— Data for this task —

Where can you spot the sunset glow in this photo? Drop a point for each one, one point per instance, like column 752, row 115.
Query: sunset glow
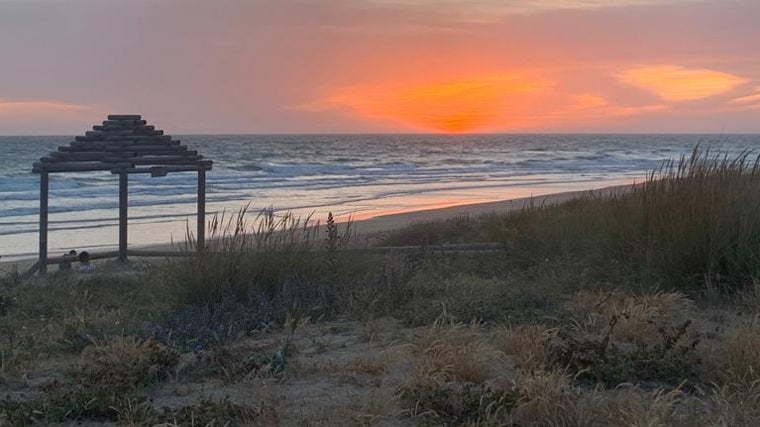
column 676, row 83
column 385, row 66
column 451, row 107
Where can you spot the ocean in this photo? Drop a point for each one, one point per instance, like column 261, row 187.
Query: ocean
column 358, row 175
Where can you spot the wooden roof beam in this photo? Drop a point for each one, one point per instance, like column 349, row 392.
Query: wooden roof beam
column 107, row 138
column 124, row 117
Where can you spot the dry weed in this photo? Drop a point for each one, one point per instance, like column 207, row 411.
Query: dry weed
column 525, row 344
column 546, row 399
column 737, row 404
column 743, row 351
column 638, row 318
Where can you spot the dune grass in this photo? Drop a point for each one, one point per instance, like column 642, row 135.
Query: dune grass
column 636, row 308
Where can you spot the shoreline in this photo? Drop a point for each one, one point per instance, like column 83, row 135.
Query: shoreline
column 384, row 223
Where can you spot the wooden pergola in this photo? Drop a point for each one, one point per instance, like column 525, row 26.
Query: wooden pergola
column 124, row 144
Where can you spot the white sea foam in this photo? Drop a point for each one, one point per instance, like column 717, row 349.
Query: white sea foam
column 344, row 173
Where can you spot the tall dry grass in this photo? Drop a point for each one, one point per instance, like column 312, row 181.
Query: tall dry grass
column 693, row 222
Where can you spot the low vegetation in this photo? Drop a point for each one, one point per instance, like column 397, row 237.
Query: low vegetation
column 637, row 307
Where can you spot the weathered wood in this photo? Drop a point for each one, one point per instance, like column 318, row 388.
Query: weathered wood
column 97, row 155
column 162, row 160
column 163, row 170
column 123, row 132
column 463, row 247
column 150, row 254
column 123, row 146
column 44, row 186
column 93, row 256
column 124, row 123
column 31, row 270
column 201, row 237
column 106, row 137
column 123, row 202
column 124, row 127
column 124, row 117
column 85, row 156
column 76, row 167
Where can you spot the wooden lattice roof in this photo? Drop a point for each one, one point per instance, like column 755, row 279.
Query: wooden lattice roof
column 124, row 143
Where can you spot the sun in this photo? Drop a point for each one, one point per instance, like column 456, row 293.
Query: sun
column 455, row 106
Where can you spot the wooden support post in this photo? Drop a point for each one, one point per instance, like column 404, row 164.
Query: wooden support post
column 201, row 237
column 44, row 184
column 123, row 202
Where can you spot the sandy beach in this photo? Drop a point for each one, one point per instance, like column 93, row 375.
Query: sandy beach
column 367, row 229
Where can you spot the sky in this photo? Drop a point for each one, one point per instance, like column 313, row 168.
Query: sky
column 372, row 66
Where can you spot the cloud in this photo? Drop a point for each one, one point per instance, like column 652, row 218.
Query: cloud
column 462, row 105
column 675, row 83
column 8, row 107
column 488, row 10
column 747, row 99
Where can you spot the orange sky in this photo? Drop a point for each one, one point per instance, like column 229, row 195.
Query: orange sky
column 300, row 66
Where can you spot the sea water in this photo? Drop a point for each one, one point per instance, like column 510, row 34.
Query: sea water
column 358, row 175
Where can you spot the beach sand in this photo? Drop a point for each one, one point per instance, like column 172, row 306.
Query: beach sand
column 376, row 226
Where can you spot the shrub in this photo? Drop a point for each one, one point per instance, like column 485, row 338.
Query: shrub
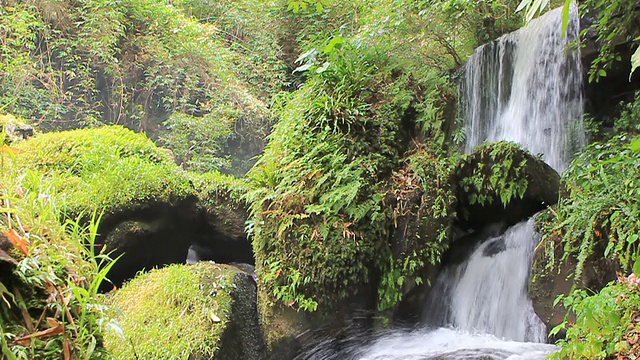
column 601, row 205
column 175, row 312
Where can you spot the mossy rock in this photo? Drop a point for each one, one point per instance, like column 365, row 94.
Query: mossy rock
column 14, row 129
column 202, row 311
column 109, row 168
column 152, row 209
column 502, row 183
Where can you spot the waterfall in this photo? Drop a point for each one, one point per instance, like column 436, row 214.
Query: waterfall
column 488, row 291
column 526, row 87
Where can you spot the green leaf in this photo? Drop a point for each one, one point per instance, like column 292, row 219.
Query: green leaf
column 523, row 4
column 335, row 43
column 635, row 61
column 565, row 16
column 636, row 265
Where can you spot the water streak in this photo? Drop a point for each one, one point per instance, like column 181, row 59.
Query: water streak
column 526, row 87
column 488, row 292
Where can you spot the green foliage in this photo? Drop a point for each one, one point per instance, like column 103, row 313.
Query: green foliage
column 422, row 216
column 64, row 67
column 318, row 220
column 616, row 22
column 629, row 119
column 56, row 277
column 601, row 208
column 108, row 168
column 606, row 324
column 177, row 312
column 497, row 170
column 482, row 20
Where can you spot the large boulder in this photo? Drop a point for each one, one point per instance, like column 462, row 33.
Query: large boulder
column 501, row 183
column 153, row 212
column 201, row 311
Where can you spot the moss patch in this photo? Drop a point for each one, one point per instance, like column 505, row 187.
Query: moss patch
column 110, row 168
column 174, row 312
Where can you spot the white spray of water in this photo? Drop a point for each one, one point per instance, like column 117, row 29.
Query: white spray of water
column 487, row 293
column 524, row 87
column 527, row 88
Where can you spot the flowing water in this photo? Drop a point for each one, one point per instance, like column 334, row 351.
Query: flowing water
column 524, row 87
column 488, row 292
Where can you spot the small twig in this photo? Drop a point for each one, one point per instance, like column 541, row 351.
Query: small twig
column 66, row 310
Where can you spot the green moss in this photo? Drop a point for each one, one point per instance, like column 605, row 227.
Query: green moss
column 319, row 222
column 606, row 324
column 493, row 172
column 599, row 211
column 173, row 313
column 110, row 168
column 422, row 217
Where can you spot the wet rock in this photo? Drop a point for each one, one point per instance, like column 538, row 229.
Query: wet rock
column 160, row 234
column 548, row 280
column 243, row 339
column 482, row 181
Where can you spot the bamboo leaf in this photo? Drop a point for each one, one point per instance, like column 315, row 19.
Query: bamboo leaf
column 635, row 62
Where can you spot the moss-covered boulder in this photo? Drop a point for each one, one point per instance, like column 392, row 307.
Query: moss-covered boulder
column 14, row 129
column 202, row 311
column 153, row 211
column 501, row 183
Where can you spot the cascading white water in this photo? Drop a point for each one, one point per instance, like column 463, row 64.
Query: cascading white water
column 487, row 293
column 526, row 87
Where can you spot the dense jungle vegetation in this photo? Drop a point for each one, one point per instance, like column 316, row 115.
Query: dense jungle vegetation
column 335, row 122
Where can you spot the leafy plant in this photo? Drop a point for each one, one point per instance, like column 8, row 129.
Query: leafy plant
column 600, row 207
column 195, row 308
column 606, row 324
column 50, row 303
column 497, row 172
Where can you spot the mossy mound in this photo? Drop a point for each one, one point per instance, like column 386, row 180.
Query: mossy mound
column 501, row 182
column 109, row 168
column 178, row 312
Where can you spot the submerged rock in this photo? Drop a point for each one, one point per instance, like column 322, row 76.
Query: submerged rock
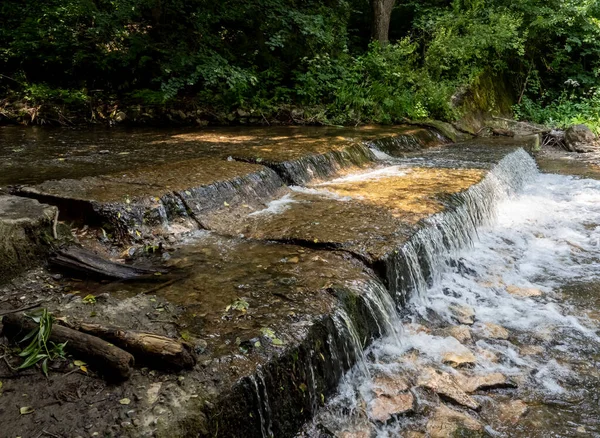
column 461, row 333
column 384, row 408
column 464, row 314
column 531, row 350
column 580, row 138
column 523, row 292
column 488, row 355
column 446, row 423
column 389, row 386
column 513, row 411
column 483, row 381
column 446, row 386
column 494, row 331
column 459, row 359
column 391, row 398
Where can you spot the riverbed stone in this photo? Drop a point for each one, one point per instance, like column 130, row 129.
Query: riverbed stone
column 487, row 354
column 475, row 382
column 446, row 423
column 493, row 331
column 387, row 385
column 463, row 313
column 445, row 385
column 26, row 229
column 580, row 138
column 462, row 333
column 200, row 192
column 459, row 359
column 384, row 408
column 531, row 350
column 511, row 412
column 258, row 333
column 523, row 292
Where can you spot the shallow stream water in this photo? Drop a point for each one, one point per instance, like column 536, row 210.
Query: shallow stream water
column 533, row 271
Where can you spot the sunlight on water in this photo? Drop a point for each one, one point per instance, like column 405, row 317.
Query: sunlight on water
column 507, row 277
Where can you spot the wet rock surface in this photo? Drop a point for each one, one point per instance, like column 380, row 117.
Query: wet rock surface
column 447, row 423
column 579, row 138
column 275, row 325
column 26, row 230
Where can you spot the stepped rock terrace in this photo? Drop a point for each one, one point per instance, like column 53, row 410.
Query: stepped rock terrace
column 280, row 254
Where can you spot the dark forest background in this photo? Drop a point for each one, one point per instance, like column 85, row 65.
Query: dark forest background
column 332, row 59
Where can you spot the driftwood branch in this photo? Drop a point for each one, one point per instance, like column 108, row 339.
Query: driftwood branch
column 148, row 348
column 107, row 359
column 20, row 309
column 86, row 262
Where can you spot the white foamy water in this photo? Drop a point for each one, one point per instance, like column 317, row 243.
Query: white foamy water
column 383, row 172
column 546, row 237
column 323, row 193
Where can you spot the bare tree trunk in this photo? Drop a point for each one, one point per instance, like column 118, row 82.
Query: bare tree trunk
column 382, row 13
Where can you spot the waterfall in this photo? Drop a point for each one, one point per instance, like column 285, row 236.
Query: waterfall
column 262, row 403
column 422, row 259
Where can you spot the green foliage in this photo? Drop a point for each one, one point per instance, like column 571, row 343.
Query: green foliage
column 265, row 55
column 38, row 349
column 566, row 110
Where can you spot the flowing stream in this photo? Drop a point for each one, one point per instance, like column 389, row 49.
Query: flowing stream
column 527, row 292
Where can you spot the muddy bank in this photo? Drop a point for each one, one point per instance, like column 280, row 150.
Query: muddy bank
column 274, row 325
column 27, row 230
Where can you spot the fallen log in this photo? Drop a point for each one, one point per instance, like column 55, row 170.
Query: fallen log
column 84, row 261
column 107, row 359
column 148, row 349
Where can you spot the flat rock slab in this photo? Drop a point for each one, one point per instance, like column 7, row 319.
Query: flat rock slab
column 31, row 156
column 134, row 201
column 371, row 214
column 25, row 230
column 261, row 317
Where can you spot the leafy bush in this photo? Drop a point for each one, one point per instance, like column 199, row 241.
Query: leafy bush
column 565, row 110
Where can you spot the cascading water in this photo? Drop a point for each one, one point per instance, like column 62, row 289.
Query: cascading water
column 423, row 258
column 523, row 278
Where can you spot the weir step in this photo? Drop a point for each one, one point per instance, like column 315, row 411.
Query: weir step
column 275, row 326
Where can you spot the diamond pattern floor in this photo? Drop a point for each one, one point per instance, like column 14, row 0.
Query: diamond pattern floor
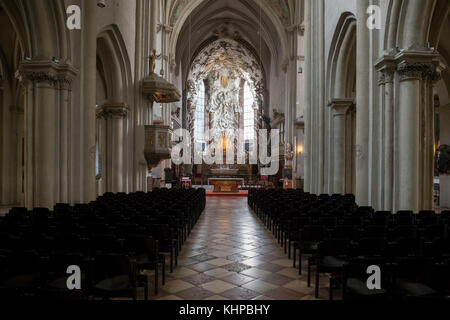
column 231, row 255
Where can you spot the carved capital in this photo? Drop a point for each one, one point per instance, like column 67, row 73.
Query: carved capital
column 413, row 71
column 112, row 111
column 49, row 72
column 341, row 106
column 417, row 64
column 386, row 76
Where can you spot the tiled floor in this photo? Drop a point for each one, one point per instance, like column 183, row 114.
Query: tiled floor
column 231, row 255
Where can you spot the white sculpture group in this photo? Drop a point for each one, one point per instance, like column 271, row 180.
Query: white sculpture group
column 224, row 105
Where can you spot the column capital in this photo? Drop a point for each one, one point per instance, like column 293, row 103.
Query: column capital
column 341, row 105
column 386, row 67
column 112, row 110
column 49, row 71
column 417, row 64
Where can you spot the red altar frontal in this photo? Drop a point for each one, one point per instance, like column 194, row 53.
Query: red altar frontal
column 226, row 184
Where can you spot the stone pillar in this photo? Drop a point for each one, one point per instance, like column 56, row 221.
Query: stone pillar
column 428, row 154
column 308, row 79
column 114, row 115
column 362, row 103
column 40, row 79
column 386, row 68
column 340, row 107
column 88, row 80
column 416, row 70
column 409, row 137
column 65, row 87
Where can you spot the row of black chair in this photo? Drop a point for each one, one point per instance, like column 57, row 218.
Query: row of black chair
column 343, row 240
column 113, row 240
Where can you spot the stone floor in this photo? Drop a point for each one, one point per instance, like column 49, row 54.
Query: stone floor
column 231, row 255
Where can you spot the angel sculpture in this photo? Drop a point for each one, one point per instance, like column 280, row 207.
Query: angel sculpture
column 153, row 59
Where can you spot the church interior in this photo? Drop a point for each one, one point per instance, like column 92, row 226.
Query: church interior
column 225, row 149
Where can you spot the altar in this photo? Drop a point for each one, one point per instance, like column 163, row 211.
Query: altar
column 226, row 184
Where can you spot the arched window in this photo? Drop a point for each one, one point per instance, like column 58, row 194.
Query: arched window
column 199, row 121
column 249, row 114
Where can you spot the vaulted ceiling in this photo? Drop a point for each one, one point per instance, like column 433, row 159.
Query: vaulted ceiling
column 258, row 25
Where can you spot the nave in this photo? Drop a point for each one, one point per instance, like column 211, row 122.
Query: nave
column 231, row 255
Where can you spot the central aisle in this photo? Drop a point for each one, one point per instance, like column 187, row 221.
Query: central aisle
column 231, row 255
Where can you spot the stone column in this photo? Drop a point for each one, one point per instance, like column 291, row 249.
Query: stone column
column 40, row 80
column 114, row 115
column 386, row 68
column 340, row 107
column 362, row 103
column 408, row 137
column 89, row 85
column 65, row 79
column 308, row 79
column 415, row 169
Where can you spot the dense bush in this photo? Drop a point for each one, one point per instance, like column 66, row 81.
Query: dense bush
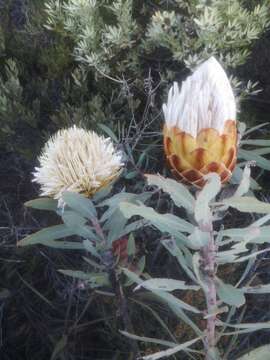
column 110, row 62
column 90, row 62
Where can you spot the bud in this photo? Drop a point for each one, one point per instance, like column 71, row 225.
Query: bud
column 200, row 133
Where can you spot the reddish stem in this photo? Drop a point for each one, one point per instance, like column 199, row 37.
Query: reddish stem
column 208, row 257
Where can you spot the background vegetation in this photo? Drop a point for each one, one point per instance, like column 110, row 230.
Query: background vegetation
column 109, row 63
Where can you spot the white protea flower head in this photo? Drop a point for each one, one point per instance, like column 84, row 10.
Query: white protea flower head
column 200, row 125
column 78, row 160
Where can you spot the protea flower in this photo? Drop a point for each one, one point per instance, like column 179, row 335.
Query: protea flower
column 76, row 160
column 200, row 133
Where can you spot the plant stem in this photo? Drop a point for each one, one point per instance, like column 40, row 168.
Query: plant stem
column 208, row 257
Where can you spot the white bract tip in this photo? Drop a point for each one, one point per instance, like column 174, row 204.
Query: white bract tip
column 76, row 160
column 206, row 100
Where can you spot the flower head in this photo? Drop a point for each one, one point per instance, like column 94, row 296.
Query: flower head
column 200, row 129
column 76, row 160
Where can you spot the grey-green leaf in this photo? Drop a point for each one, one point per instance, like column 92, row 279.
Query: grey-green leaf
column 164, row 222
column 166, row 285
column 172, row 351
column 80, row 203
column 178, row 192
column 43, row 204
column 50, row 233
column 98, row 279
column 229, row 294
column 208, row 192
column 247, row 204
column 73, row 219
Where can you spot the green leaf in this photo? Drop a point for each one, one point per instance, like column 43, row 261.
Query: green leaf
column 90, row 248
column 249, row 155
column 247, row 327
column 256, row 142
column 208, row 192
column 166, row 285
column 164, row 222
column 131, row 247
column 229, row 294
column 198, row 239
column 72, row 219
column 261, row 353
column 174, row 250
column 178, row 192
column 260, row 289
column 98, row 279
column 109, row 132
column 80, row 203
column 237, row 176
column 247, row 204
column 169, row 352
column 170, row 301
column 59, row 347
column 46, row 235
column 254, row 128
column 43, row 204
column 244, row 184
column 148, row 340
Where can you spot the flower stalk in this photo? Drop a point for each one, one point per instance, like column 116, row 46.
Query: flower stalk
column 208, row 268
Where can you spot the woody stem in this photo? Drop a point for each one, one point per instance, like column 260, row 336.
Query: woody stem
column 208, row 259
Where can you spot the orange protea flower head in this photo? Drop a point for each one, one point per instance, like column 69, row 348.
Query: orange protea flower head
column 200, row 133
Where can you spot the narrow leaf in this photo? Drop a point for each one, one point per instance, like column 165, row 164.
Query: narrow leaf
column 43, row 204
column 229, row 294
column 165, row 285
column 208, row 192
column 169, row 352
column 247, row 204
column 178, row 192
column 50, row 233
column 80, row 203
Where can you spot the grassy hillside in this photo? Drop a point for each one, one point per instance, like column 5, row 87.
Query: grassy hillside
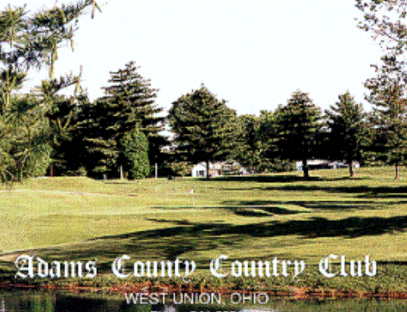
column 251, row 217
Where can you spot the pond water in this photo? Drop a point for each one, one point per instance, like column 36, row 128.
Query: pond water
column 64, row 302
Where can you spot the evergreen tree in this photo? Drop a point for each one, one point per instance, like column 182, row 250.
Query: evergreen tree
column 31, row 41
column 387, row 95
column 346, row 122
column 134, row 150
column 298, row 126
column 130, row 102
column 203, row 127
column 247, row 149
column 101, row 148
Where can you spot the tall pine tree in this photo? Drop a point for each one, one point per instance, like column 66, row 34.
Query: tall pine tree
column 298, row 125
column 127, row 105
column 203, row 127
column 388, row 97
column 346, row 122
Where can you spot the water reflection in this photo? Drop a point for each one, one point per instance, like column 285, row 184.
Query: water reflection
column 52, row 302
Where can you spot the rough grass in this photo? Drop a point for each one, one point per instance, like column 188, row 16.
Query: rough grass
column 253, row 217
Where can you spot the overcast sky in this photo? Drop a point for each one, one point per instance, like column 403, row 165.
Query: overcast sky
column 253, row 54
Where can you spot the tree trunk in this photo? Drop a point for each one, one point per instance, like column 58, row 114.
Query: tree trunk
column 121, row 172
column 305, row 168
column 397, row 167
column 351, row 172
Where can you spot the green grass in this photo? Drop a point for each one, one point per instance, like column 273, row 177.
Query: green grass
column 253, row 217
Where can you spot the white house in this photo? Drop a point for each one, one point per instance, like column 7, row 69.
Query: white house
column 217, row 169
column 199, row 170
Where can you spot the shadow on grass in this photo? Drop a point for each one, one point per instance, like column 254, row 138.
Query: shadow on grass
column 281, row 178
column 367, row 190
column 257, row 211
column 327, row 205
column 182, row 237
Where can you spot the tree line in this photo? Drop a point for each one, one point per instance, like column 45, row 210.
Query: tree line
column 120, row 135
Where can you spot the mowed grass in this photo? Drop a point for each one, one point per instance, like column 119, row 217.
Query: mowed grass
column 253, row 217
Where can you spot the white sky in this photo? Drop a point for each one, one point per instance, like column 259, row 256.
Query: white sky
column 254, row 54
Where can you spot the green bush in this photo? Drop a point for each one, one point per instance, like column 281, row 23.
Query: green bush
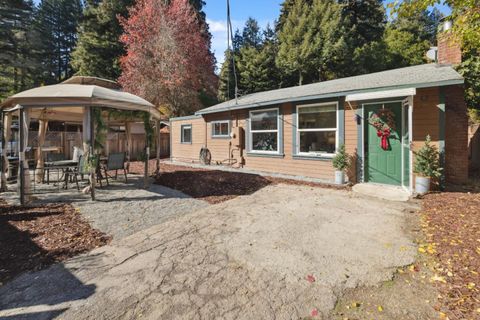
column 341, row 161
column 427, row 160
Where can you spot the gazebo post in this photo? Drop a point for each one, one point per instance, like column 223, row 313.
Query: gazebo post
column 7, row 123
column 88, row 141
column 3, row 151
column 147, row 158
column 158, row 141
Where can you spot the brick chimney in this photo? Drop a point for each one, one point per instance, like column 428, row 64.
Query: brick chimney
column 449, row 51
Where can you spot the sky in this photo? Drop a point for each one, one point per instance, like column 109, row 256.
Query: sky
column 264, row 11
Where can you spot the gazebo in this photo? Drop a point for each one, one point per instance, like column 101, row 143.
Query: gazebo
column 77, row 99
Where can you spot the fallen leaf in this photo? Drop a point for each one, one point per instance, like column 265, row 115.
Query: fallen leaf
column 438, row 278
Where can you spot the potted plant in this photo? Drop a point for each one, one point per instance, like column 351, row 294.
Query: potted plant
column 341, row 162
column 426, row 166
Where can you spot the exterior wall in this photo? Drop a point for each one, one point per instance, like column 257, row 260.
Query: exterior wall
column 221, row 148
column 474, row 147
column 449, row 51
column 453, row 137
column 456, row 135
column 427, row 119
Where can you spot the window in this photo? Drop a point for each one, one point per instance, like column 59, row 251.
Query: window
column 221, row 129
column 186, row 133
column 317, row 129
column 264, row 136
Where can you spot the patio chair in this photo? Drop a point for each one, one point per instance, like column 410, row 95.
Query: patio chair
column 80, row 170
column 115, row 161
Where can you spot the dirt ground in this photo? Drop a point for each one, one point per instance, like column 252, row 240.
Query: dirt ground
column 283, row 252
column 35, row 237
column 216, row 186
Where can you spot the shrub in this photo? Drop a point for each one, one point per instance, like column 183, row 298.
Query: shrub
column 427, row 160
column 341, row 161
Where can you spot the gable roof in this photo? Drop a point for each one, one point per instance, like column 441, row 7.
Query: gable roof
column 421, row 76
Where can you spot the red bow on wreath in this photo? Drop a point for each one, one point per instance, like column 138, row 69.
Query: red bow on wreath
column 384, row 135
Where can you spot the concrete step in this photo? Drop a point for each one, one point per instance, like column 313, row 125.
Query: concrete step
column 382, row 191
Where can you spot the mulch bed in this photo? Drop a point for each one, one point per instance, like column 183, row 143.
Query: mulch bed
column 451, row 222
column 33, row 238
column 215, row 186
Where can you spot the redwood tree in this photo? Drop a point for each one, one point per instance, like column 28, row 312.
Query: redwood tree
column 168, row 60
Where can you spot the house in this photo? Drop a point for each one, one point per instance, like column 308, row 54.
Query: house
column 297, row 130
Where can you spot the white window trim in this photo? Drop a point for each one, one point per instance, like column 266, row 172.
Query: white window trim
column 220, row 135
column 316, row 154
column 183, row 127
column 250, row 132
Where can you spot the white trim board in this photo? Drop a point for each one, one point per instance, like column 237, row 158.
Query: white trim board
column 381, row 94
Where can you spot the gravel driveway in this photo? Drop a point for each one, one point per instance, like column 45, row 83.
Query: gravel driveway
column 248, row 258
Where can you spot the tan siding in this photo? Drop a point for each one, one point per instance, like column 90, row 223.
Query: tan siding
column 187, row 152
column 351, row 136
column 221, row 148
column 425, row 116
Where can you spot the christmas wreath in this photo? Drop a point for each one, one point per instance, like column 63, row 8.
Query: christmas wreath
column 384, row 122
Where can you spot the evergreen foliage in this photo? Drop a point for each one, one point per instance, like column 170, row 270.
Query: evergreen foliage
column 341, row 161
column 226, row 82
column 57, row 21
column 18, row 58
column 312, row 44
column 99, row 49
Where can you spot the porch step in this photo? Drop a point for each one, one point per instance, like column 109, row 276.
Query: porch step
column 382, row 191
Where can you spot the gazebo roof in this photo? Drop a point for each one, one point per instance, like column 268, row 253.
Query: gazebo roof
column 65, row 99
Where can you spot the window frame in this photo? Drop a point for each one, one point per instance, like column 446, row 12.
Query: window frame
column 251, row 132
column 220, row 136
column 183, row 127
column 298, row 130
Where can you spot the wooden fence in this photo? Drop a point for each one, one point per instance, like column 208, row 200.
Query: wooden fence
column 116, row 142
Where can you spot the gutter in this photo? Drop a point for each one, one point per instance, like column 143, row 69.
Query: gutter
column 330, row 95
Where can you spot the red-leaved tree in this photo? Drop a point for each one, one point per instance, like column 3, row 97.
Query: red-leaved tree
column 168, row 60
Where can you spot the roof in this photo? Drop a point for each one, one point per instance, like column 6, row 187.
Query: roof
column 421, row 76
column 93, row 81
column 68, row 97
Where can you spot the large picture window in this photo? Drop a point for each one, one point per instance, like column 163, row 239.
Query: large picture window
column 317, row 129
column 186, row 134
column 221, row 129
column 264, row 131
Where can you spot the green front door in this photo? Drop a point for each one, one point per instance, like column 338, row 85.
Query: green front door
column 383, row 164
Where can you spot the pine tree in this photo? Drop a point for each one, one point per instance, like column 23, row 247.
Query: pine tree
column 252, row 36
column 99, row 48
column 57, row 22
column 290, row 60
column 168, row 60
column 237, row 41
column 365, row 21
column 311, row 42
column 257, row 68
column 226, row 83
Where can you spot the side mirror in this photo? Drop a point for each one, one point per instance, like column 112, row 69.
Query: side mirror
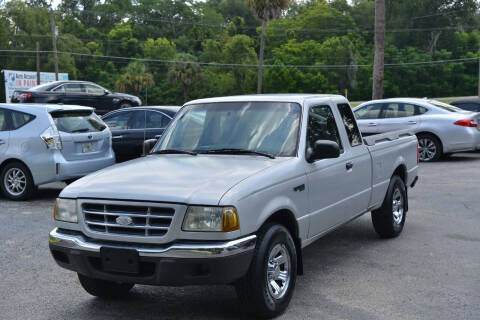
column 323, row 149
column 148, row 146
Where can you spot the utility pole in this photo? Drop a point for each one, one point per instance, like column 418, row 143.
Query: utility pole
column 38, row 63
column 479, row 77
column 54, row 43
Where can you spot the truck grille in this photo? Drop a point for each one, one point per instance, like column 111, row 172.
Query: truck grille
column 131, row 220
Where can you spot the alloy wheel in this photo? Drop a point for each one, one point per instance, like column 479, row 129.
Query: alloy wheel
column 15, row 181
column 278, row 271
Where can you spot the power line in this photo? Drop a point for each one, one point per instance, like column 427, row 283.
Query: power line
column 214, row 64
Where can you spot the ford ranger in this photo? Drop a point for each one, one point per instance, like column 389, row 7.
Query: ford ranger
column 231, row 194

— Problem description —
Each line in the entries above, starting at the line with "Where can you spot the wet rock surface" and ending at the line with "Where can you spot the flowing stream", is to be printed exactly, and only those lines.

— Reply to the exercise —
Where can you spot the wet rock surface in this photo? Drop a point for each one, one point per instance, like column 380, row 117.
Query: wet rock surface
column 447, row 423
column 579, row 138
column 275, row 325
column 26, row 230
Where can you spot the stepped rock terrace in this photo? Drop a point for each one, one point per instance, like column 53, row 410.
Query: stepped rock terrace
column 280, row 254
Where can you spot the dark forest background in this photo? Drop a point for each one, one point per instance, like column 85, row 65.
Query: dark forest background
column 332, row 59
Where can you spot the driftwood branch in this photo? Drop a point for each one, one point per instance, like column 108, row 339.
Query: driftwood branch
column 148, row 348
column 107, row 359
column 20, row 309
column 86, row 262
Where can you spot the white foamy water in this photo? Drop a point for each one, one point per instance, like column 317, row 243.
Query: white foamy water
column 383, row 172
column 546, row 237
column 323, row 193
Where can you spot the bare tree trunk in this photo? Drop a point for each one, one point per instance, like column 118, row 82.
Query: bare tree trunk
column 382, row 13
Where can you spot the waterfall in this photo? Drop a point for each one, one point per instance, like column 285, row 236.
Query: waterfall
column 262, row 403
column 422, row 259
Where can you spot the green foliage in this photo? Drop a point for each one, one point per instance, like column 571, row 343.
Query: green foliage
column 265, row 55
column 38, row 349
column 566, row 110
Where can you spot the flowing stream in this photo? Drop a point for each one, one point per instance, like column 389, row 49.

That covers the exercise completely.